* _What is expected_
Write out word for word the passage from the article on urinary tract infections below, starting with "What are the" and going on through "and other infections.".

* _Selected text_
- - -

Urinary tract infections are more than a minor annoyance. Every year, they send over 10 million Americans to the doctor, according to stats from the National Kidney Foundation.
If you haven’t had one by now, don’t count yourself lucky just yet. The chances are about 1 in 5 that any given woman will contract a UTI at some point in her life.
Some women are more prone to UTIs than others. Of the portion women who are diagnosed, 20% of those will have a recurrence. Of those who have two UTIs, 30% will have a third. And if you’ve had three UTIs? Sister, you’re in for a wild ride – there’s an 80% chance you’ll experience a fourth. These “frequent flyers” may have additional health problems, such as diabetes or kidney stones, that need to be addressed with their physician.
What are the causes of urinary tract infections?
Most infections are caused by bacteria from the bowel – E. coli – somehow making its way into the bladder. Usually, these bacteria are flushed out of the urinary tract every time you pee. This is one reason why you should never “hold it” for too long, or forget to pee before and after sex.
But in some cases, the body just can’t fight the bacteria off. If you have diabetes or you’re a regular smoker, your immune system may be weakened, increasing your risk of UTI and other infections.

- - -

* _Stored records_
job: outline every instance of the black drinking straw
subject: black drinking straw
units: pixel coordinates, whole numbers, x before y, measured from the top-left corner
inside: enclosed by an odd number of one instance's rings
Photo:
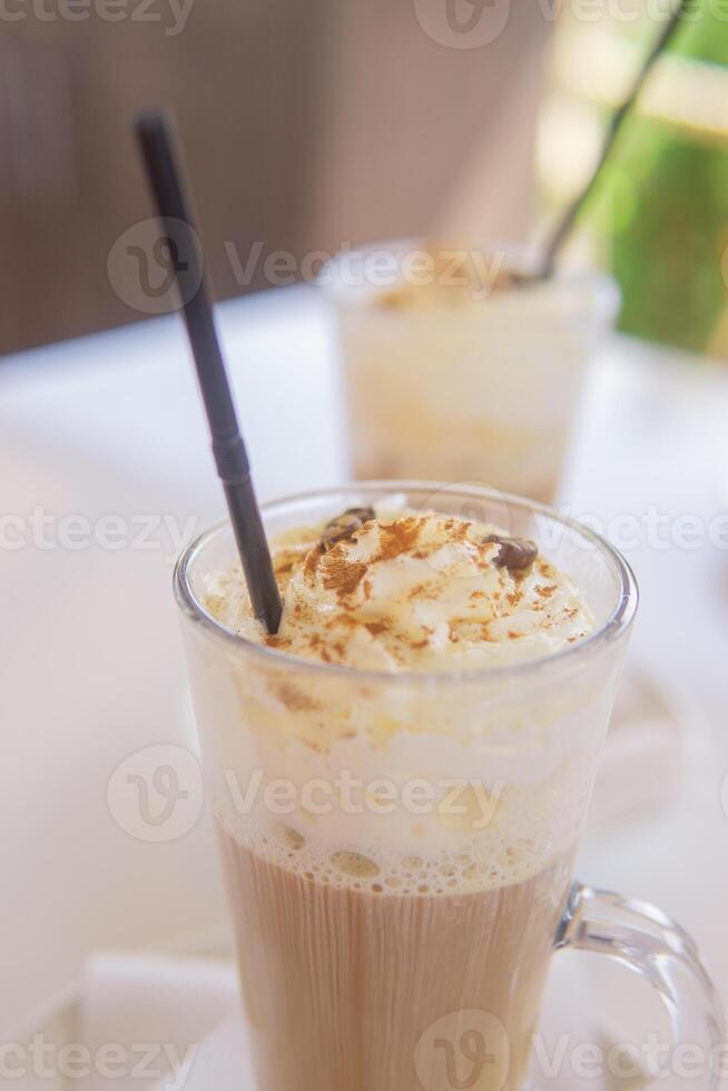
[[[180,288],[187,336],[213,438],[215,464],[225,489],[253,611],[256,618],[265,622],[268,632],[277,632],[281,623],[281,594],[217,340],[173,125],[165,114],[154,110],[141,114],[136,119],[135,130],[163,226],[165,222],[174,222],[166,225],[174,230],[174,239],[168,242],[168,253]],[[189,298],[189,293],[180,284],[180,273],[185,274],[185,284],[195,286]]]
[[[597,166],[594,167],[587,185],[583,187],[583,189],[579,193],[579,195],[567,208],[565,213],[557,224],[557,227],[554,228],[549,242],[544,247],[543,263],[538,274],[540,279],[547,279],[548,277],[553,275],[553,269],[557,262],[557,257],[559,255],[559,250],[561,249],[563,243],[571,234],[571,228],[573,227],[579,214],[581,213],[581,209],[591,197],[594,187],[604,168],[604,165],[609,159],[609,157],[611,156],[612,149],[617,142],[617,138],[621,131],[621,128],[624,121],[627,120],[628,116],[631,114],[632,107],[634,106],[634,102],[637,101],[642,90],[642,87],[645,86],[645,81],[647,80],[647,77],[650,75],[655,62],[658,60],[662,51],[670,42],[676,30],[678,29],[680,19],[682,18],[682,13],[687,9],[688,4],[692,2],[693,0],[681,0],[681,2],[675,9],[670,18],[665,23],[665,27],[660,31],[658,40],[655,42],[652,49],[648,53],[642,67],[640,68],[637,75],[637,79],[632,85],[632,89],[630,90],[629,95],[627,96],[622,105],[619,107],[619,109],[614,112],[609,124],[607,137],[604,139],[604,144],[602,146],[601,155],[599,157],[599,161],[597,163]]]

- - -

* _Exercise answer_
What are the causes of urinary tract infections?
Most infections are caused by bacteria from the bowel – E. coli – somehow making its way into the bladder. Usually, these bacteria are flushed out of the urinary tract every time you pee. This is one reason why you should never “hold it” for too long, or forget to pee before and after sex.
But in some cases, the body just can’t fight the bacteria off. If you have diabetes or you’re a regular smoker, your immune system may be weakened, increasing your risk of UTI and other infections.